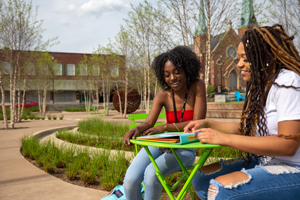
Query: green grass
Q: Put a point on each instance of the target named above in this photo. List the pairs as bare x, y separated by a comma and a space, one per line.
75, 109
98, 127
112, 142
27, 113
95, 167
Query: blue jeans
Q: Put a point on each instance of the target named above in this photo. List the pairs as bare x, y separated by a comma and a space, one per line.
264, 182
141, 169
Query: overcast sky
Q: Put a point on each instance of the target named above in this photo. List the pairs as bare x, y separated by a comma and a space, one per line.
82, 24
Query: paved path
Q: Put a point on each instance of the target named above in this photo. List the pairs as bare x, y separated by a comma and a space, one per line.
19, 179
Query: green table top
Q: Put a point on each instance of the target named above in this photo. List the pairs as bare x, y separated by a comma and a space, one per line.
193, 145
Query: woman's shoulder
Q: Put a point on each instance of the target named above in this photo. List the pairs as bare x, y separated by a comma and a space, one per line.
288, 78
198, 85
162, 94
198, 82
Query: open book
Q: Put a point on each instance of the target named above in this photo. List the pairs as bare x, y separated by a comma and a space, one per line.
171, 137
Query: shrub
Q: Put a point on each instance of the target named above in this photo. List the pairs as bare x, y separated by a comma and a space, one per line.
72, 170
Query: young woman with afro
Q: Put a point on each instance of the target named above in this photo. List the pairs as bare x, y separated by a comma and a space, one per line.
269, 131
184, 98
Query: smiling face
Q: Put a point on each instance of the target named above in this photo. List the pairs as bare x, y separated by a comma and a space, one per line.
176, 80
243, 63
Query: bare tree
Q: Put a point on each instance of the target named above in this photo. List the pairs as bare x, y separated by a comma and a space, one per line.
286, 13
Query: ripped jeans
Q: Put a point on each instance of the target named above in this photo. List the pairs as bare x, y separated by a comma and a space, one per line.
264, 182
142, 169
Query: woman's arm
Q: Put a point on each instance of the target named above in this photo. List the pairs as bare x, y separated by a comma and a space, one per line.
268, 145
149, 122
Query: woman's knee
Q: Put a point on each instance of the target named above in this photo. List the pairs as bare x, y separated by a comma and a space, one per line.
228, 181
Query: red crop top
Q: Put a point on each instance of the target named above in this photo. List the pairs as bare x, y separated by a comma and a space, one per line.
187, 116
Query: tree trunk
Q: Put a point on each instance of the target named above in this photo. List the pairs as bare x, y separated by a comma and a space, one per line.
126, 93
107, 97
23, 97
208, 48
145, 82
120, 102
3, 102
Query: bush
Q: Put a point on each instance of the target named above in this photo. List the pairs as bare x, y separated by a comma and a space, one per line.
75, 109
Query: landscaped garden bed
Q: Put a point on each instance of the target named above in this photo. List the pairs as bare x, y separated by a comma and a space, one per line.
94, 170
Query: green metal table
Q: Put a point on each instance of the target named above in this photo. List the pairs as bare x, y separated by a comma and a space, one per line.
195, 145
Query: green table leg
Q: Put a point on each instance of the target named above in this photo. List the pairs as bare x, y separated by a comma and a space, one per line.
188, 183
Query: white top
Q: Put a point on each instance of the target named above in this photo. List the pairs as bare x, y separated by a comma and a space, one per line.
283, 104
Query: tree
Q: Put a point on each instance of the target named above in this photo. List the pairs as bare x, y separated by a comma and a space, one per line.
286, 13
20, 32
44, 74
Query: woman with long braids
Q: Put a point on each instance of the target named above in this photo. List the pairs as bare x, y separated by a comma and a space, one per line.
184, 98
269, 130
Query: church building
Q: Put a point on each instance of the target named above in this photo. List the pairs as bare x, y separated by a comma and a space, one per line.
223, 65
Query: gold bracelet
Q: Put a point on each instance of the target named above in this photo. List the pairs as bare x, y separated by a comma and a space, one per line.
176, 127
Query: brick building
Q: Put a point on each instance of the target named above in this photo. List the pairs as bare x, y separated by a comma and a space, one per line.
69, 80
224, 70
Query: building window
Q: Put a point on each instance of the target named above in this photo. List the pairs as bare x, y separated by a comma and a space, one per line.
115, 70
6, 67
30, 69
95, 70
58, 70
83, 70
71, 69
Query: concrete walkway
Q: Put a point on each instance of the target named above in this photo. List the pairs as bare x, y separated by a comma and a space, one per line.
19, 179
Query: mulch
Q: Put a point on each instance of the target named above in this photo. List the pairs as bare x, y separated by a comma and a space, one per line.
60, 174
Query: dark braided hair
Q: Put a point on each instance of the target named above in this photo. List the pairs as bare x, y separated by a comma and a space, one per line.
183, 58
269, 50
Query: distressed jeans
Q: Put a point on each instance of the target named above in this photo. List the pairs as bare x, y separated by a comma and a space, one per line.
142, 169
265, 182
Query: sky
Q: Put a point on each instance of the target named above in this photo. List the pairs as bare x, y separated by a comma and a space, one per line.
81, 25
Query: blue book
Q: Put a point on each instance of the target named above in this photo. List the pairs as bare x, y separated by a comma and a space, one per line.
171, 137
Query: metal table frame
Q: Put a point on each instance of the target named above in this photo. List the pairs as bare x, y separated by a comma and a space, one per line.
195, 145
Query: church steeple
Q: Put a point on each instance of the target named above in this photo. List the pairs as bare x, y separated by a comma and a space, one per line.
201, 28
248, 20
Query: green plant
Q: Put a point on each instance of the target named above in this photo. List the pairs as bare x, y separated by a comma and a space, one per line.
72, 170
75, 109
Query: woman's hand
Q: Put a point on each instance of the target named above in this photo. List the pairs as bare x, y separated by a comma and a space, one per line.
194, 126
132, 133
154, 130
212, 136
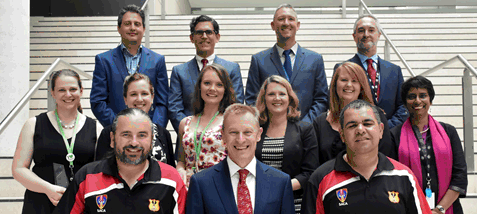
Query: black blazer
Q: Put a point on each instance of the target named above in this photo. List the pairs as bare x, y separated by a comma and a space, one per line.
300, 152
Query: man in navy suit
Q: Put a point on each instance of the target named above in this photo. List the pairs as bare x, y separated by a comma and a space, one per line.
303, 68
386, 88
240, 183
204, 34
113, 66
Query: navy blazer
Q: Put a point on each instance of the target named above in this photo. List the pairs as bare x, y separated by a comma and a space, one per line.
300, 152
183, 80
108, 77
210, 191
390, 83
308, 79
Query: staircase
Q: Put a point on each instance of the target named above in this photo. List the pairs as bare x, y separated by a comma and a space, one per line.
424, 40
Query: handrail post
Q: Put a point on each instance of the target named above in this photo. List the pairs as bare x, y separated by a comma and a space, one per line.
360, 8
343, 9
387, 51
467, 105
163, 9
148, 27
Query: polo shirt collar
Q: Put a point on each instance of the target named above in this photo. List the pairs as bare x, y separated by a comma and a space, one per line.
383, 164
363, 58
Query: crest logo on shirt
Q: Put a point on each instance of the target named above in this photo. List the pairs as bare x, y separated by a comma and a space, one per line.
393, 196
154, 205
101, 202
342, 194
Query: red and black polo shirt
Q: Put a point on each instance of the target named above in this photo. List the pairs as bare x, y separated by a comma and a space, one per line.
98, 188
336, 188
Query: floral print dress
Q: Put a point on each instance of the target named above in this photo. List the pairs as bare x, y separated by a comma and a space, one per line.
212, 151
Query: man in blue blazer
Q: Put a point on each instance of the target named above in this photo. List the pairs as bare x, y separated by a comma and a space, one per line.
113, 66
389, 76
240, 183
306, 71
204, 33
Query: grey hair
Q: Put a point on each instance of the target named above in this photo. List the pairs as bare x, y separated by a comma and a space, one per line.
130, 112
364, 16
286, 5
358, 104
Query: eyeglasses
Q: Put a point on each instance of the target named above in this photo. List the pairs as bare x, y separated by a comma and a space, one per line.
201, 32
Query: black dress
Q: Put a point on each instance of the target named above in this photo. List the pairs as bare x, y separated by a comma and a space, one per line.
49, 148
330, 144
458, 181
161, 151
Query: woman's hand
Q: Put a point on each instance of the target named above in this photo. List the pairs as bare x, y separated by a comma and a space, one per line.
55, 193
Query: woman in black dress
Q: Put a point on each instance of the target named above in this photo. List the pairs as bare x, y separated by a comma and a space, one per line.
349, 83
138, 92
64, 136
286, 144
423, 144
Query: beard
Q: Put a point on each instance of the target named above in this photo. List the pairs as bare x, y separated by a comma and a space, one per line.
121, 156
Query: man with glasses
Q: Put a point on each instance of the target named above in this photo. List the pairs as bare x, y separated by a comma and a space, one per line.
111, 67
303, 68
204, 34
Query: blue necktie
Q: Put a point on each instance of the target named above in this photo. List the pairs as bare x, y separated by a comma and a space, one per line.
287, 63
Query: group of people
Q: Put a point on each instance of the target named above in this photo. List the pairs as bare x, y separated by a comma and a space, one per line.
295, 147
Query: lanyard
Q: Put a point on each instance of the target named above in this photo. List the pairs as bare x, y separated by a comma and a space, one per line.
70, 157
424, 154
198, 145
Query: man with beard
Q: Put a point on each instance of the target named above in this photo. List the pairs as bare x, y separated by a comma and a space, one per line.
385, 78
303, 68
129, 181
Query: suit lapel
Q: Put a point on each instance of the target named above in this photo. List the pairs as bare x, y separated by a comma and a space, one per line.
262, 189
299, 58
143, 61
277, 62
224, 187
120, 63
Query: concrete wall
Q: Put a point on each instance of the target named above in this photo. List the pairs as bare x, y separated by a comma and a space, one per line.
14, 67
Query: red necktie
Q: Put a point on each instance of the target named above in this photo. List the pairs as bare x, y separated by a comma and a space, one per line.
244, 203
372, 75
204, 63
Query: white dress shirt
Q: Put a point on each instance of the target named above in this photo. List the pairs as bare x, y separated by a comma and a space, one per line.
250, 181
199, 61
292, 54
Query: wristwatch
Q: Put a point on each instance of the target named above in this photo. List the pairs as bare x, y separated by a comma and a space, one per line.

§ **What to do**:
Find the line that contains "Query: white dress shirt". Repeat it and every line after it, exactly as written, up to and including the last line of the records above.

§ **Exercise answer**:
Query: white dress shirt
Q: Put a point on each instance of the target named above in this photo. List the pairs as bare x, y separated by a comma and a space, one per line.
250, 181
199, 61
292, 54
Query: wristwatch
Q: Put a point on each instance of the target named above in this photo. List the pairs as bare x, y separated by a comma and a space, one per line.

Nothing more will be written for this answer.